» PASSAGE:

=== Begin Enclosure ===

Being Too Penny Wise and Very Pound Stupid
Mr. Ling bought a lovely home for his family. There were only two bedrooms, but there was space for expansion.
The first addition was done by a prestigious company after his son was born.
Professional workmen arrived at the precise time, and set to work. Everything was done to meet or even exceed standards.
The Bill Mr. Ling had to pay was, in his reality, exorbitant.
He paid the bill, vowing never to use the company again.
World Class Cheap
When he needed another bedroom, he spoke to his do it your-selfer from down the road. This chap recruited a gang of so-called workmen.
Mr. Ling felt he'd gotten a bargain although the seams were obvious, the roof leaked. The windows weren't sealed, the floor wasn't even, the door didn't close properly.
The wiring was done by another guy and the switches and power were askew so that if you flicked the light switch the ceiling fan came on.
The leaking roof was dealt with by sending up a guy with a bucket of tar. At first the tar would drip when the sun hit it, leaving smelly black bumps on the uneven floor tiles. Eventually the dripping stopped.
Mr. Ling hid the seam of the new room by wallpaper which he did himself.
A few years later, Mr. Ling decided to add a bathroom. He felt he could do it himself. There was no lock off on the pipe so it started to run and he had to call a plumber, (a friend of a friend) who chopped into the wall to stop the leaking.
Subsequently, Mr. Ling had him add a new pipe so that the shower could be used.
One has to know how to 'operate' the bathroom to use it, because it makes no sense and is rather crooked.
But, Mr. Ling saved lots of money.
When Mr. Ling died, the family moved away. They moved to a house where no pipe leaked, where all the light switches turned on and off what they were supposed to, where the floor was even, where all windows fit snug against the frame.
Deciding to sell the house, (years before the bottom dropped out of the housing market) the family, schooled by Mr. Ling in the Art of Cheapness, they tried to do it on their own.
Of the few buyers, every one offered far less than the desired price, some 50% less.
Mrs. Ling, breaking out of a lifetime of cheapness, went to a broker. He examined the house., He could discern by the water marks, that every pipe leaked. Looking at the abundance of switches on the wall he knew the wiring was not the work of a professional.
After a thorough investigation, Mr. Broker told Mrs Ling to have the house professionally cleaned and painted.
She should show the house in the late evening when the light wasn't as strong.
Mrs. Ling, falling back into cheapness, went to clean the house herself, and along with her daughter and son, painted it.
When the broker returned he found a lot of areas that hadn't been properly cleaned, and that the paint job looked amateurish. Unless they wanted to stick at the low figure, they'd have to have the work redone.
As the cheapness mentality was so baked into them, they would sell it for the lower figure.
The house, which had been valued at Two million dollars, sold for less than Nine Hundred Thousand.

=== End Enclosure ===

» INPUT DATA:
=== Begin Enclosure ===

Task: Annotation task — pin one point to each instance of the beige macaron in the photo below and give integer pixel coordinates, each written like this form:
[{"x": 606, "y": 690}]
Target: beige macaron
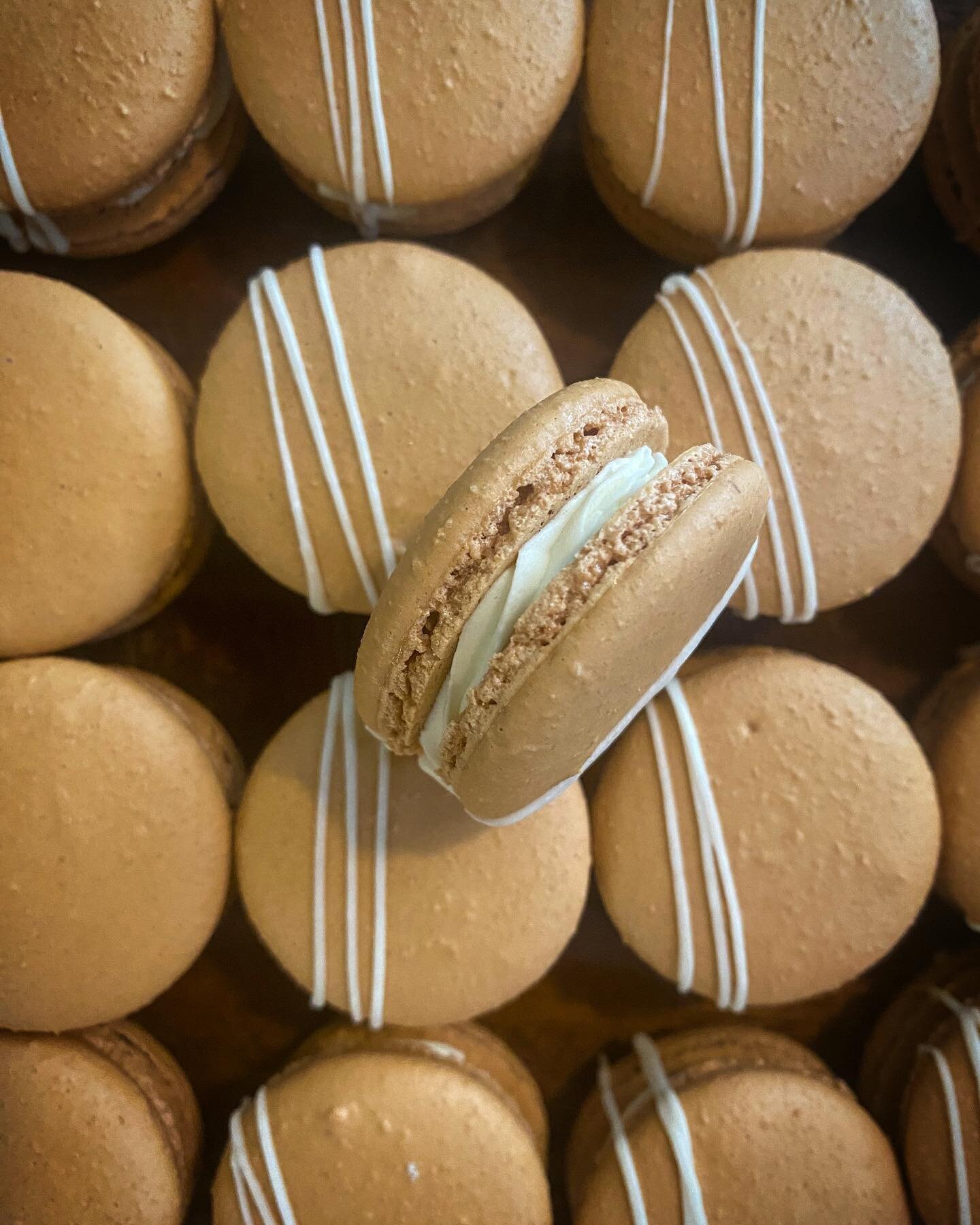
[
  {"x": 710, "y": 128},
  {"x": 406, "y": 119},
  {"x": 103, "y": 521},
  {"x": 543, "y": 684},
  {"x": 949, "y": 725},
  {"x": 116, "y": 840},
  {"x": 344, "y": 397},
  {"x": 920, "y": 1078},
  {"x": 378, "y": 894},
  {"x": 118, "y": 122},
  {"x": 828, "y": 375},
  {"x": 98, "y": 1126},
  {"x": 730, "y": 1125},
  {"x": 767, "y": 830},
  {"x": 416, "y": 1127}
]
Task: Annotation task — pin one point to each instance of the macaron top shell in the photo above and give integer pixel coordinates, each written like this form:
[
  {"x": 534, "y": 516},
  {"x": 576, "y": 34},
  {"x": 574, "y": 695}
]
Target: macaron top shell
[
  {"x": 502, "y": 903},
  {"x": 97, "y": 493},
  {"x": 96, "y": 1128},
  {"x": 93, "y": 96},
  {"x": 863, "y": 398},
  {"x": 465, "y": 93},
  {"x": 116, "y": 845},
  {"x": 441, "y": 358},
  {"x": 838, "y": 108},
  {"x": 827, "y": 810},
  {"x": 392, "y": 1137}
]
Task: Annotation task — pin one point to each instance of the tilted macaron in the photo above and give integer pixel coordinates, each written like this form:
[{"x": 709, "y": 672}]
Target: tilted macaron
[
  {"x": 103, "y": 521},
  {"x": 827, "y": 375},
  {"x": 416, "y": 1127},
  {"x": 375, "y": 891},
  {"x": 344, "y": 397},
  {"x": 96, "y": 1126},
  {"x": 712, "y": 128},
  {"x": 118, "y": 122},
  {"x": 920, "y": 1078},
  {"x": 957, "y": 537},
  {"x": 560, "y": 581},
  {"x": 410, "y": 119},
  {"x": 736, "y": 1125},
  {"x": 767, "y": 830},
  {"x": 116, "y": 840},
  {"x": 949, "y": 725}
]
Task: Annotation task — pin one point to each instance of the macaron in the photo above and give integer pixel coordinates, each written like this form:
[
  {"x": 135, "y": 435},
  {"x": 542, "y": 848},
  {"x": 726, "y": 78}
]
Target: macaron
[
  {"x": 732, "y": 1124},
  {"x": 788, "y": 357},
  {"x": 563, "y": 578},
  {"x": 344, "y": 397},
  {"x": 103, "y": 521},
  {"x": 406, "y": 119},
  {"x": 118, "y": 122},
  {"x": 336, "y": 843},
  {"x": 116, "y": 840},
  {"x": 957, "y": 538},
  {"x": 96, "y": 1126},
  {"x": 767, "y": 830},
  {"x": 920, "y": 1078},
  {"x": 421, "y": 1127},
  {"x": 949, "y": 725},
  {"x": 712, "y": 128}
]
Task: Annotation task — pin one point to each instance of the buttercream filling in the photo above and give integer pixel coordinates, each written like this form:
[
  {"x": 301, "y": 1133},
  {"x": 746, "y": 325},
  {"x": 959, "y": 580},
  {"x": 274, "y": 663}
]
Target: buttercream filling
[{"x": 538, "y": 563}]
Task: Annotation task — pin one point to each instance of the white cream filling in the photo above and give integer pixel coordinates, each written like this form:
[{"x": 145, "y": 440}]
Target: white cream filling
[{"x": 512, "y": 593}]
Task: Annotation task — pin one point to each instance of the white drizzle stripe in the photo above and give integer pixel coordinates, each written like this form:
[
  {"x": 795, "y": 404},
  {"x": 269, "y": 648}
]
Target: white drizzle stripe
[
  {"x": 658, "y": 146},
  {"x": 318, "y": 996},
  {"x": 349, "y": 396},
  {"x": 679, "y": 662},
  {"x": 956, "y": 1132},
  {"x": 802, "y": 534},
  {"x": 674, "y": 1121},
  {"x": 42, "y": 231},
  {"x": 315, "y": 592},
  {"x": 621, "y": 1145},
  {"x": 675, "y": 854},
  {"x": 301, "y": 380},
  {"x": 751, "y": 591},
  {"x": 716, "y": 863}
]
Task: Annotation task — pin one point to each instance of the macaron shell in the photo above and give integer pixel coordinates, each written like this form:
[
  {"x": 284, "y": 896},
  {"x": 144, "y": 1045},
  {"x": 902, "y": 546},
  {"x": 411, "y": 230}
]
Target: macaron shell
[
  {"x": 96, "y": 95},
  {"x": 79, "y": 1141},
  {"x": 116, "y": 845},
  {"x": 467, "y": 93},
  {"x": 393, "y": 1139},
  {"x": 502, "y": 903},
  {"x": 864, "y": 395},
  {"x": 441, "y": 359},
  {"x": 845, "y": 102},
  {"x": 98, "y": 493},
  {"x": 828, "y": 813},
  {"x": 610, "y": 655}
]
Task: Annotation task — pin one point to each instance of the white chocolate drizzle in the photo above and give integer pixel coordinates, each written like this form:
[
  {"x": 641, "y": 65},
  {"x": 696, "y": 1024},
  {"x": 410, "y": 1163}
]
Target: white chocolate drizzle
[
  {"x": 723, "y": 142},
  {"x": 704, "y": 306},
  {"x": 352, "y": 168},
  {"x": 674, "y": 1121},
  {"x": 38, "y": 231},
  {"x": 969, "y": 1026},
  {"x": 724, "y": 909},
  {"x": 341, "y": 712},
  {"x": 266, "y": 284}
]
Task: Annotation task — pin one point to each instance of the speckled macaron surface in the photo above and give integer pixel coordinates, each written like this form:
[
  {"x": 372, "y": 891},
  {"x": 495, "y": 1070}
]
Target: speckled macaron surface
[
  {"x": 832, "y": 379},
  {"x": 116, "y": 845},
  {"x": 725, "y": 125},
  {"x": 820, "y": 806},
  {"x": 429, "y": 358}
]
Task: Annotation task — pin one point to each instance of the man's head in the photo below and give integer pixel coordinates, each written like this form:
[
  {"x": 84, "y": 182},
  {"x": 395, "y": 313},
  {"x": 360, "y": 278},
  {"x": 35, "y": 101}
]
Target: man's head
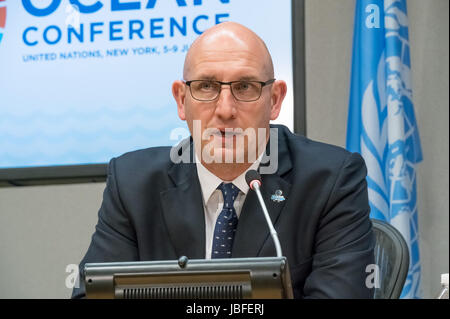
[{"x": 228, "y": 52}]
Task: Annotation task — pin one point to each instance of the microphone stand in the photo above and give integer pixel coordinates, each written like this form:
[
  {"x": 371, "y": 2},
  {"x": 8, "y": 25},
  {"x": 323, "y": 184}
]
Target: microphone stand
[{"x": 273, "y": 233}]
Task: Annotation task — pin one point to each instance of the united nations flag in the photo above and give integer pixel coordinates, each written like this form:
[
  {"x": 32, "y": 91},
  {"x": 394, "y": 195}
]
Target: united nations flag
[{"x": 381, "y": 122}]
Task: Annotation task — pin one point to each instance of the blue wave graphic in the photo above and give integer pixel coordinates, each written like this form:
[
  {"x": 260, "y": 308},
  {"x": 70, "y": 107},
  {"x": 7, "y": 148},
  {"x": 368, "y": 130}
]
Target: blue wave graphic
[{"x": 79, "y": 136}]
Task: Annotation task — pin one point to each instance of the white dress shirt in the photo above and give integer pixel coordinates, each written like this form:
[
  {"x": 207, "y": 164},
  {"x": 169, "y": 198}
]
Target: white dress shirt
[{"x": 213, "y": 198}]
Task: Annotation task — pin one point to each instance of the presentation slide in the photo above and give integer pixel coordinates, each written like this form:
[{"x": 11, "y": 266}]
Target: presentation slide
[{"x": 82, "y": 81}]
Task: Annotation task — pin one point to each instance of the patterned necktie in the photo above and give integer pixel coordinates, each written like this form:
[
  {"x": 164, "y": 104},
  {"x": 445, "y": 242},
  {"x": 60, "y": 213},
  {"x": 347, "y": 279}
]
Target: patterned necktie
[{"x": 226, "y": 223}]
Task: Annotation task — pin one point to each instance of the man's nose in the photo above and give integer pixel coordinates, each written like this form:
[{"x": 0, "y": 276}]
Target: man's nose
[{"x": 226, "y": 103}]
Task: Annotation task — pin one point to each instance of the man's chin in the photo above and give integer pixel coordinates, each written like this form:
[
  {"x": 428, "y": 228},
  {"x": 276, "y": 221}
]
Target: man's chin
[{"x": 225, "y": 156}]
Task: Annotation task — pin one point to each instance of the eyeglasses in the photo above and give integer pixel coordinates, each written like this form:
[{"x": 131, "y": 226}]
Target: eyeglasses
[{"x": 208, "y": 90}]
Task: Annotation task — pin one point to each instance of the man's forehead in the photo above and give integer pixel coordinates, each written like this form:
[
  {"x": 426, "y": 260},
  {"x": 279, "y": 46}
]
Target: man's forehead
[{"x": 229, "y": 48}]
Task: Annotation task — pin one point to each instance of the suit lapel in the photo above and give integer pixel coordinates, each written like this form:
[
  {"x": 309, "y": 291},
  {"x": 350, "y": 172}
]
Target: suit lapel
[
  {"x": 252, "y": 231},
  {"x": 183, "y": 212}
]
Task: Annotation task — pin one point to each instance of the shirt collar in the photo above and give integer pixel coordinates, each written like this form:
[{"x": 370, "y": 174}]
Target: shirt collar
[{"x": 209, "y": 182}]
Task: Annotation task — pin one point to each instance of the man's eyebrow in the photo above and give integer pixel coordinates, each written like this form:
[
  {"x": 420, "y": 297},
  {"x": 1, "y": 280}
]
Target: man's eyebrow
[
  {"x": 248, "y": 78},
  {"x": 206, "y": 77}
]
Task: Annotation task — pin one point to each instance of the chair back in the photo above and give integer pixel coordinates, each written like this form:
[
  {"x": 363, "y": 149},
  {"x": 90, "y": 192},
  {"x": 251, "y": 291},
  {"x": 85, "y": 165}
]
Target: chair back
[{"x": 392, "y": 258}]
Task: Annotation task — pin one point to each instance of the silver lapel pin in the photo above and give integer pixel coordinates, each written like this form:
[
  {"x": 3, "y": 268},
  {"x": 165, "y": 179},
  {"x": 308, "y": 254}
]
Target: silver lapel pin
[{"x": 278, "y": 196}]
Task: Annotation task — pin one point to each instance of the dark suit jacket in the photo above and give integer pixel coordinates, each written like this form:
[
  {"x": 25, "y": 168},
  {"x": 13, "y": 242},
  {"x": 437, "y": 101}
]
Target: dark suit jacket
[{"x": 152, "y": 210}]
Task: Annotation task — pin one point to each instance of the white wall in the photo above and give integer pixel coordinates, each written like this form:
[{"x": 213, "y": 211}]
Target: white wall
[{"x": 45, "y": 228}]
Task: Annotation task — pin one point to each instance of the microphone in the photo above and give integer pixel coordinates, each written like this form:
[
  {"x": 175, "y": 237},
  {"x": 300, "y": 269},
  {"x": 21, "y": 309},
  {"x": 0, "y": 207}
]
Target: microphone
[{"x": 253, "y": 180}]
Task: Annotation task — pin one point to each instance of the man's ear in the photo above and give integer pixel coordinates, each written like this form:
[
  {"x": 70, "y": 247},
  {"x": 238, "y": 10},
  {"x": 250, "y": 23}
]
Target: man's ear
[
  {"x": 179, "y": 93},
  {"x": 278, "y": 93}
]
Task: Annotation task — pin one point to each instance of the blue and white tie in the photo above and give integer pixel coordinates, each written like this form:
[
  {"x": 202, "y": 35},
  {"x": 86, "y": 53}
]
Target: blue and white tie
[{"x": 226, "y": 223}]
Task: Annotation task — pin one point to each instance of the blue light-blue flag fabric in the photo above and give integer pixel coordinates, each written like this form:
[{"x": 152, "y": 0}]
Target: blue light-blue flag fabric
[{"x": 381, "y": 122}]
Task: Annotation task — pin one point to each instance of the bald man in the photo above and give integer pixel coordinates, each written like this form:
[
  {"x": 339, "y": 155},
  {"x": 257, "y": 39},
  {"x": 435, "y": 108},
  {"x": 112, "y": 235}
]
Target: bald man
[{"x": 160, "y": 204}]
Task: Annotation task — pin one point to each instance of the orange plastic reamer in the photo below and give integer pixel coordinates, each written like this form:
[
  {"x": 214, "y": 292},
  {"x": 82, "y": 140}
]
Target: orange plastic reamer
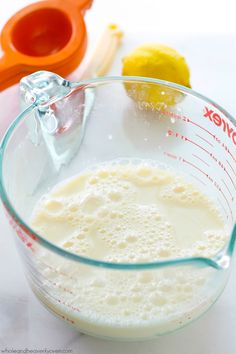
[{"x": 49, "y": 35}]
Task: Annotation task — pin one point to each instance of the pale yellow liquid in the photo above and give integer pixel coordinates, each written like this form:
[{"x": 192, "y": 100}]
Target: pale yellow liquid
[{"x": 128, "y": 213}]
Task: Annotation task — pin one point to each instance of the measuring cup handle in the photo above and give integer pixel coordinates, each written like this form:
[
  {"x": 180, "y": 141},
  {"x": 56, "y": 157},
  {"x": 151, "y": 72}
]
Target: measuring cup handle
[
  {"x": 10, "y": 73},
  {"x": 82, "y": 5}
]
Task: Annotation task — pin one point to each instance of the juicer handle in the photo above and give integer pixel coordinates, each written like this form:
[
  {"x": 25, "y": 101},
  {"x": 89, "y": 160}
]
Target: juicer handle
[
  {"x": 10, "y": 72},
  {"x": 82, "y": 5}
]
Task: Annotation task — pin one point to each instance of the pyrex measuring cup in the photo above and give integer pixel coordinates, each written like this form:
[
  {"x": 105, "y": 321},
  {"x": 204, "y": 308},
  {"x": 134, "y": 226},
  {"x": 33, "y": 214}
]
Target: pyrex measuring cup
[
  {"x": 67, "y": 127},
  {"x": 48, "y": 35}
]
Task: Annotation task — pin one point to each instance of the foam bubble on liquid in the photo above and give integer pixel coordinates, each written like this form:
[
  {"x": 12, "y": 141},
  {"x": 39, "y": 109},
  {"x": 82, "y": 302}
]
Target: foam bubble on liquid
[{"x": 128, "y": 213}]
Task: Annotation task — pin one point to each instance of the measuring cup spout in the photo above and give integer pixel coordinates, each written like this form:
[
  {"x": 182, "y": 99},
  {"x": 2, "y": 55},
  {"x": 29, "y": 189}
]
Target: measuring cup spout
[{"x": 10, "y": 73}]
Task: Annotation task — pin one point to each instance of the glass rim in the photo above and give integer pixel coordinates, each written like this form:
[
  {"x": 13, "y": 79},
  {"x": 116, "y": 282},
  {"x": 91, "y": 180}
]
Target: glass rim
[{"x": 200, "y": 261}]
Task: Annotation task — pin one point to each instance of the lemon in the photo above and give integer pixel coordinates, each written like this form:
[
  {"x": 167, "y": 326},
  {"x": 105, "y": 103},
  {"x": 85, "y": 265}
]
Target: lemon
[{"x": 160, "y": 62}]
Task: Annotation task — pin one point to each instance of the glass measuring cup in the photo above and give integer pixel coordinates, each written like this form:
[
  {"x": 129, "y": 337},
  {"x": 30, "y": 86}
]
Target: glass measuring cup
[
  {"x": 48, "y": 35},
  {"x": 67, "y": 127}
]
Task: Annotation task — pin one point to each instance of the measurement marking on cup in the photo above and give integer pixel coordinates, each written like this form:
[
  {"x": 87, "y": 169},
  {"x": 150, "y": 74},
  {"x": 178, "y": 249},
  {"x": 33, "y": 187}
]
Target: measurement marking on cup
[
  {"x": 199, "y": 126},
  {"x": 231, "y": 213},
  {"x": 231, "y": 167},
  {"x": 194, "y": 143},
  {"x": 196, "y": 167},
  {"x": 205, "y": 140},
  {"x": 222, "y": 206},
  {"x": 199, "y": 158},
  {"x": 232, "y": 198},
  {"x": 56, "y": 271}
]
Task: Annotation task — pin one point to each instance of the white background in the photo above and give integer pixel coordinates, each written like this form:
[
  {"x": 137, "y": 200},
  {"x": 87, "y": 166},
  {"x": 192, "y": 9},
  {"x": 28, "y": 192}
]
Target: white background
[{"x": 205, "y": 33}]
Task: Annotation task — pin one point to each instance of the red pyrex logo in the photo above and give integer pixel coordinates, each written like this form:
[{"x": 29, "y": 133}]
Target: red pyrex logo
[{"x": 220, "y": 122}]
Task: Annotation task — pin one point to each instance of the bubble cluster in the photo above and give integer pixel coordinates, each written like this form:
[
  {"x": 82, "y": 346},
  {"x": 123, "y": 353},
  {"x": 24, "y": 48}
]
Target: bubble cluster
[{"x": 127, "y": 213}]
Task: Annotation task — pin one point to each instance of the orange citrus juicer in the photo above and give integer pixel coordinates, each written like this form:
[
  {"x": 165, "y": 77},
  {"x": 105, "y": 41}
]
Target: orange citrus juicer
[{"x": 49, "y": 35}]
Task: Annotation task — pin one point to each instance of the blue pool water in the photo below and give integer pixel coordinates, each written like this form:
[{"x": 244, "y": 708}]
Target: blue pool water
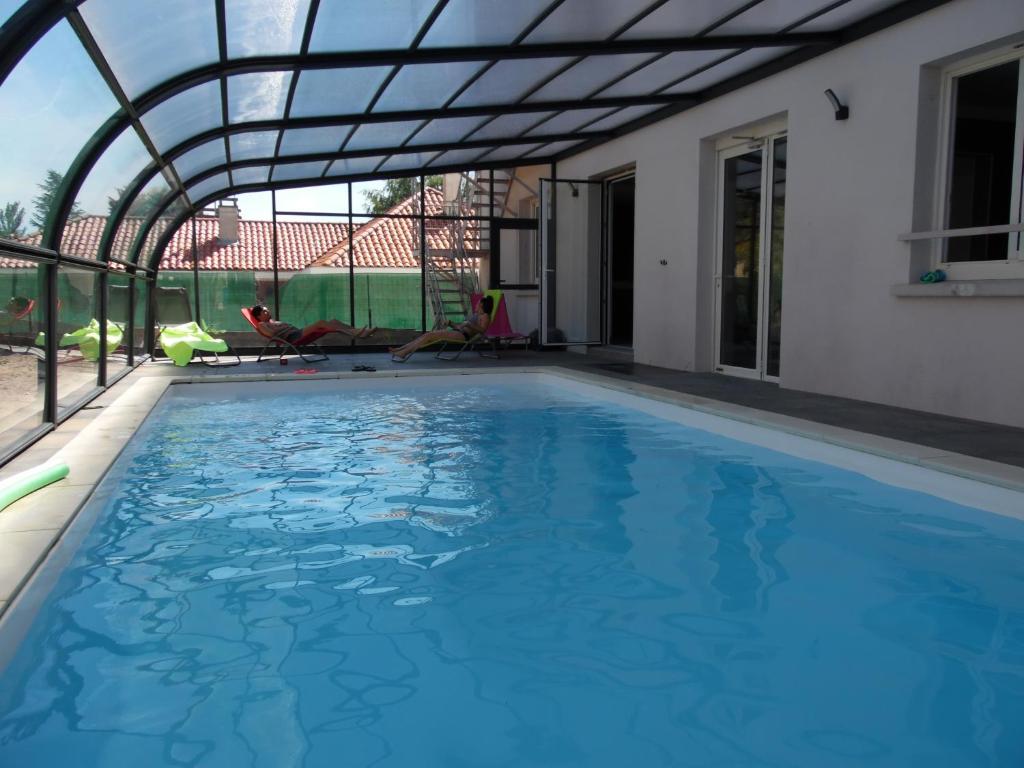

=== End Enclosure ===

» EXPLORE THE MATERIAL:
• a. In the story about Mr. Ling's house, what did the house finally sell for?
• b. Continue the story about Mr. Ling's house, starting after its last sentence.

» ANSWER SET:
• a. It sold for less than nine hundred thousand dollars.

• b.
Cheapness had cost them 1.1 Million dollars, but had professionals done the work, the house would have been valued at 4 Million..
The costs of professionals doing the plumbing, the wiring, the building, would not have cost 100k.
As the 'improvements' were done over a twenty year period, the expense would have been unfelt.
But the Cheapness Gene in Mr. Ling lost perhaps 3.1 Million Dollars.
When To Spend
The reason there are professional companies doing home improvements is because they do them correctly.
If the Professional does not perform there's the handy lawsuit. If something goes wrong or doesn't work, a telephone call often supersedes the need for a lawsuit.
The word Professional when it comes to home repairs is key. This is different from a 'guy' recommended by a neighbour, different from doing it yourself.
Professional jobs look professional and add to the value. Unprofessional jobs save a few cents, cost a few dollars, and deduct thousands from the value of the premises.
Always hire the best in the field. Take your time to question. If you don't like the answers, (and this Does Not only Apply to the answers for Cost) move to another firm.
Get a contract and read it, or hire a lawyer to read it so that you know exactly what you are paying for, the liability, and can sue on it.
Professionals who have a reputation to uphold will not do shoddy work. If shoddy work appears to have been done, contact the contractor immediately.
Ask for an itemised bill.
If six bags of cement are charged, make sure there are six. If you notice the job is almost done and one bag remains, either demand it be deducted from your bill or that you get the bag.
Stick with companies that produce good work. Don't be distracted by others who claim they can do the work cheaper. Cheaper often means stretching the cement with more sand, scrimping on iron to go into blocks, and other such activities which give you a second rate job.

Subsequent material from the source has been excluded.